• DATA PROVIDED:
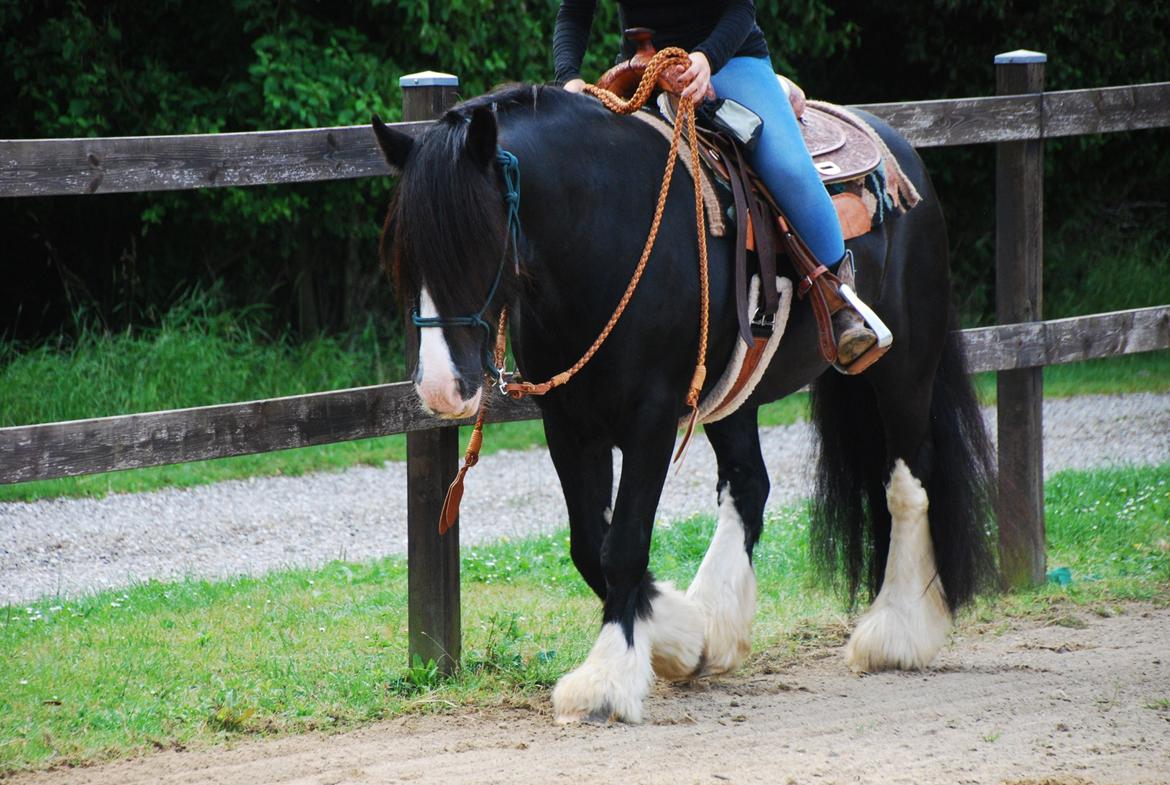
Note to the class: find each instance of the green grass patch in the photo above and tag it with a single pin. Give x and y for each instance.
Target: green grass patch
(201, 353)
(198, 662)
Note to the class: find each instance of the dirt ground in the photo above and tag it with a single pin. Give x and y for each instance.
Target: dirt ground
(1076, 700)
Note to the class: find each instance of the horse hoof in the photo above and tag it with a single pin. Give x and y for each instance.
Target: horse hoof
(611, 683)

...

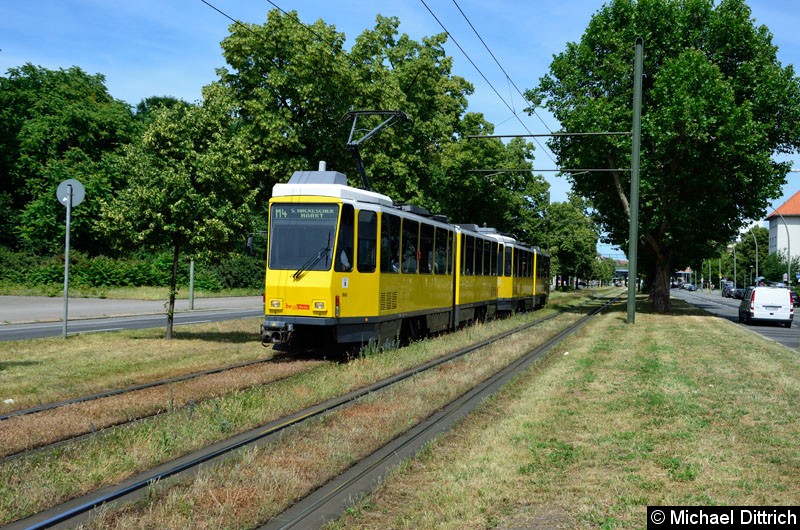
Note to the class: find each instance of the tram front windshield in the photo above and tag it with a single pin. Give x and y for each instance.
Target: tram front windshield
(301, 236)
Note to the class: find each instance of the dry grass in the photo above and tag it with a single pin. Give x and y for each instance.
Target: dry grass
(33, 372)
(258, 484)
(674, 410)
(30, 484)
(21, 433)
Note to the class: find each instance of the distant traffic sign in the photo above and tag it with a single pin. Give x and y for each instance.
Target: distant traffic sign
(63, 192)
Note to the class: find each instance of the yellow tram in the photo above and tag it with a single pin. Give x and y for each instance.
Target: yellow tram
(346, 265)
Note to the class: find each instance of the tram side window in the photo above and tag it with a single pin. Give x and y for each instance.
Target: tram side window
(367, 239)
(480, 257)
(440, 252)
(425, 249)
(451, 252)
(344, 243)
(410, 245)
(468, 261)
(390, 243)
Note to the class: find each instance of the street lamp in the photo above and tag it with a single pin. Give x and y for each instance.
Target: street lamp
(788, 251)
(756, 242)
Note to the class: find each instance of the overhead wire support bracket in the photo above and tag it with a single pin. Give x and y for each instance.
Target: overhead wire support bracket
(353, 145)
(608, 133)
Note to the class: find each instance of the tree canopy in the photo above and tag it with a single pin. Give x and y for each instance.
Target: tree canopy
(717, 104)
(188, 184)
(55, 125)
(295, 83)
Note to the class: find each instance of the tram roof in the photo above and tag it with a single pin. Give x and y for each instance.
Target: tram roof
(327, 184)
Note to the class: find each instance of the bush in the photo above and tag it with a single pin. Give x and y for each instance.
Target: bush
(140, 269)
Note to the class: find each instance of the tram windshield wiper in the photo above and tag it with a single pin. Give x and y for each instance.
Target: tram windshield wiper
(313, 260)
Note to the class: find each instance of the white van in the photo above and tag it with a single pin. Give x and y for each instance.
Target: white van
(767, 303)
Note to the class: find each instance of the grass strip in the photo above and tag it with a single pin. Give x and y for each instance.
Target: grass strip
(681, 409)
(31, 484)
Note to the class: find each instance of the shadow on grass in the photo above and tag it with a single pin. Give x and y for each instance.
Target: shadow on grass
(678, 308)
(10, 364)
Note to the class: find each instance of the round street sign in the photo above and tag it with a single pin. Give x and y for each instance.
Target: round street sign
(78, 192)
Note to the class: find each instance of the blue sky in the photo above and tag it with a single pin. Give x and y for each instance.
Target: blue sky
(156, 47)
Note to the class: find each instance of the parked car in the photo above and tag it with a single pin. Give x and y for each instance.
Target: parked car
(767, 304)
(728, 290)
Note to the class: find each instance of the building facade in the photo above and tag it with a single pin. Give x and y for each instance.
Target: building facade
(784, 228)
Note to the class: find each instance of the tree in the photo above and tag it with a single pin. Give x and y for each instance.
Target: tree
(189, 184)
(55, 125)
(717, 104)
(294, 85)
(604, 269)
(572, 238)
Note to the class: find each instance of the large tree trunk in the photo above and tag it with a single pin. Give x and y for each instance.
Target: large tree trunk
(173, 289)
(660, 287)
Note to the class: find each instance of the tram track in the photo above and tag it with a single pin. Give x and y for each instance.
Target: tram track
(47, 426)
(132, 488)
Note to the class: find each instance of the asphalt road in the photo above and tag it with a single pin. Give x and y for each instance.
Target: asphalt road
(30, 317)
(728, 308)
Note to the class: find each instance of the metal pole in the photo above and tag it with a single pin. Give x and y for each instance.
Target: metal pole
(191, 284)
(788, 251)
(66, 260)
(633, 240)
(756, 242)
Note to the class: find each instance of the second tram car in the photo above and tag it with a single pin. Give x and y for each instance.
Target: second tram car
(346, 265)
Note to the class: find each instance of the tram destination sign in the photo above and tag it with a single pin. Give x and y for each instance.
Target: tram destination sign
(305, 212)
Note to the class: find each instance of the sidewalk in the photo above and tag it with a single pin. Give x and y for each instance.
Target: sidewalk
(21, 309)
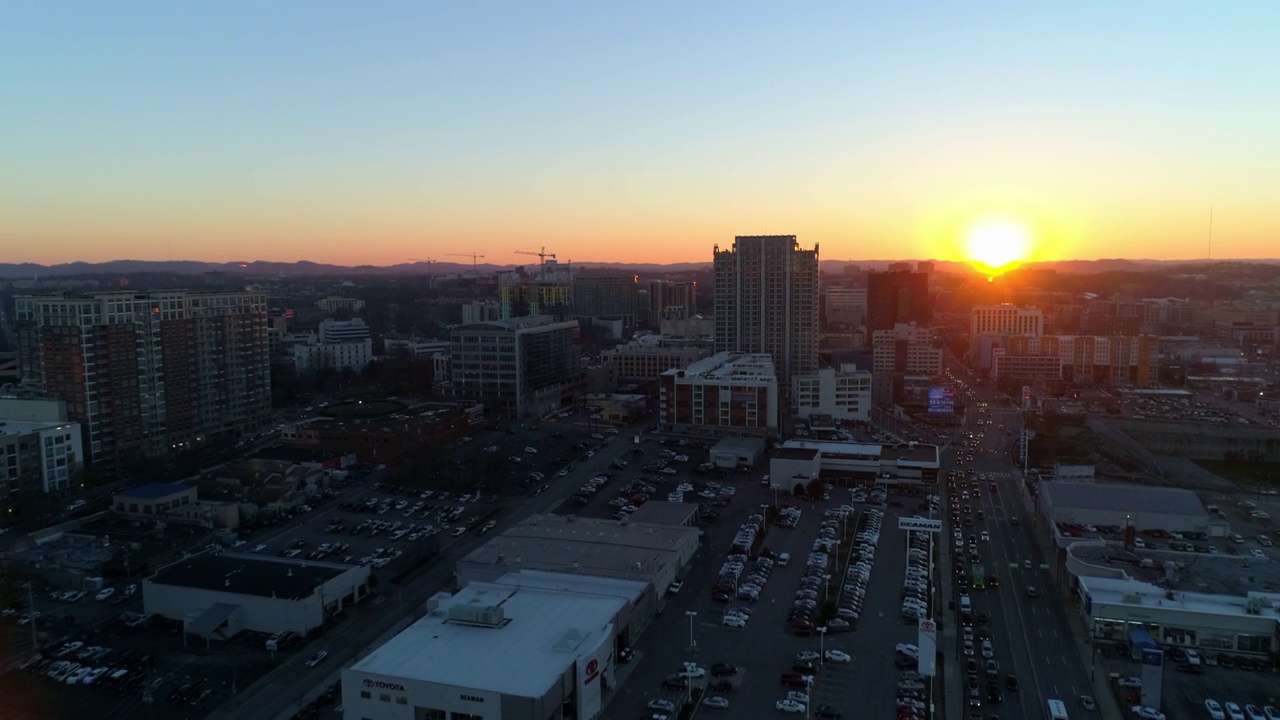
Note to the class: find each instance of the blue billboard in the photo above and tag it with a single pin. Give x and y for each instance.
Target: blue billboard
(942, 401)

• WHAT THIS TASK INVOLVES:
Can you echo back, word for word, the lines of the material from the one containing "Note to the class: find each instance of the green" through the one containing "(1076, 700)", inclusive?

• RESULT OF THIS EXERCISE:
Note to the class: find each instance of the green grass patch in the photo above and tag it with a single pin. Give x and y for each instance.
Target: green grass patch
(201, 353)
(198, 662)
Note to the class: find each instance of the dirt ground in the photo above and tag it with a single pin. Give x and y for each instance.
Target: dirt ground
(1076, 700)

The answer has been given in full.